PROVIDED ENTRIES ::
········
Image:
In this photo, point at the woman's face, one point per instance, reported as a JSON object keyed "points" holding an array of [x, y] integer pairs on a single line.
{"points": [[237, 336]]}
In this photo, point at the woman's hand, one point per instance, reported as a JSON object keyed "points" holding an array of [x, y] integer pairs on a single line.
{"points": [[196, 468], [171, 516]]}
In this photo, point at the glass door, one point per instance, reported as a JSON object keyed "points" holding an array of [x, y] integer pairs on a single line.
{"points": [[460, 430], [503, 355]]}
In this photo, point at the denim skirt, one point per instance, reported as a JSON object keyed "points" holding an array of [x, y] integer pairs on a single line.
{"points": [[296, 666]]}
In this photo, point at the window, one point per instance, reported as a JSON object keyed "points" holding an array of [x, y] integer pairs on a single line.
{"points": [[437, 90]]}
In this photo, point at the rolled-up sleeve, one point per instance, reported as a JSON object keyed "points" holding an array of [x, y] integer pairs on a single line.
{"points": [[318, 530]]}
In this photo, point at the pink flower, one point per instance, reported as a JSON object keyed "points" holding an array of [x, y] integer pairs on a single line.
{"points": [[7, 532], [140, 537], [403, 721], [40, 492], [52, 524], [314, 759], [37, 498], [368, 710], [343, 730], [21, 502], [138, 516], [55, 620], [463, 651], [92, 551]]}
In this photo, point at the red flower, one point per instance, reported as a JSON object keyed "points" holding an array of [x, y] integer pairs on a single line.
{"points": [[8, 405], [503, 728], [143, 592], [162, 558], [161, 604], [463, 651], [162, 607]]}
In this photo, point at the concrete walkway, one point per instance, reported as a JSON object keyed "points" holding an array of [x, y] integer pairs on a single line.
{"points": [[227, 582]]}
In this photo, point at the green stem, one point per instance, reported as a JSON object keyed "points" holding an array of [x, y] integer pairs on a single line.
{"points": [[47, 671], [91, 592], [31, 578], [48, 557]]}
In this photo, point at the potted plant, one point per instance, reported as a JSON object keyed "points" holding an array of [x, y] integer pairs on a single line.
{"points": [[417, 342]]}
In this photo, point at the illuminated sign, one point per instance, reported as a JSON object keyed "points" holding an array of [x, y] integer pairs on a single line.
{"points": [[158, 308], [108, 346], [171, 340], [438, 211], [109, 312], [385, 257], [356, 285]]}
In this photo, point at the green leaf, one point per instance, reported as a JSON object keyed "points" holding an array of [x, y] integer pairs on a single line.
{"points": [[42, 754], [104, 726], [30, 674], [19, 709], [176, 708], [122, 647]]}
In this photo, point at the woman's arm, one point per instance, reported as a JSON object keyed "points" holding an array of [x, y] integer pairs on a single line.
········
ACTIVITY :: For this exercise, give every entry again exactly as it appears.

RESPONSE ::
Image:
In this photo, point at the woman's face, one point per instance, reported as a JSON object keyed "points" holding an array of [x, y] integer pairs on a single line.
{"points": [[237, 336]]}
In this photo, point at the woman's hand, one point per instance, reported as a JSON object keyed "points" holding an array of [x, y] integer pairs on a single line.
{"points": [[196, 468], [171, 516]]}
In this photo, point at the glass door, one point per instance, reported as a JSON object keyed "points" holding an array of [x, y] integer pairs on a single line.
{"points": [[460, 430], [503, 355]]}
In this photo, point at the denim skirt, one point per instance, reported as a JSON object keyed "points" holding an array of [x, y] integer pairs on a single line.
{"points": [[296, 666]]}
In this photo, point at the window, one point per instance, reported as a JSON object keyed "points" holding an array of [x, y] integer pairs on a single line.
{"points": [[437, 90]]}
In this photo, point at the rolled-up sleeve, one point per instance, reported as a JSON object keyed "points" holding an array of [x, y] integer pairs on a single line.
{"points": [[318, 530]]}
In this photo, point at the pink flower, one point per instance, reported as a JSON object keyed "points" holding an array of [x, y] integer pairs on a single line.
{"points": [[7, 532], [140, 537], [403, 721], [40, 492], [52, 524], [314, 759], [37, 498], [368, 710], [343, 730], [21, 502], [138, 516], [55, 620], [463, 651], [92, 551]]}
In this photo, point at the red flower, one point per instance, reported as a JSON object keyed "points" holding an array of [x, y] integer pairs on a single line.
{"points": [[8, 405], [503, 728], [143, 592], [162, 558], [161, 604], [463, 651], [162, 607]]}
In this photo, point at the concrete walkway, one point per instance, reported as a JSON object keyed "points" holding an array of [x, y] integer pairs on a single line.
{"points": [[227, 582]]}
In this photo, point at the green stem, one point per instance, reported as a JSON object keyed "points" holding an array of [x, y] integer pairs on a single line.
{"points": [[47, 671], [91, 592], [31, 578], [48, 557]]}
In this photo, point at the potted plant, one point per instance, reported as a JSON object keyed "points" holding an array of [x, y] integer pairs on a single line.
{"points": [[417, 342]]}
In this photo, point at the illuminated sign, one point per instance, reported as a JSON object keyed "points" holding an array of [x, y] integer pairs on a single line.
{"points": [[158, 308], [108, 346], [171, 340], [438, 211], [109, 312], [385, 257], [356, 285]]}
In this photo, point at the green leaf, one point per instance, reported as a JSON object keyed "points" holding an array of [x, y] integer pairs on a single line.
{"points": [[42, 754], [104, 726], [30, 674], [19, 709], [176, 708], [122, 647]]}
In this photo, point at the woman's arm, one point per instance, reported as a JSON object keyed "points" holding an array of [x, y] integer pairs on a single line.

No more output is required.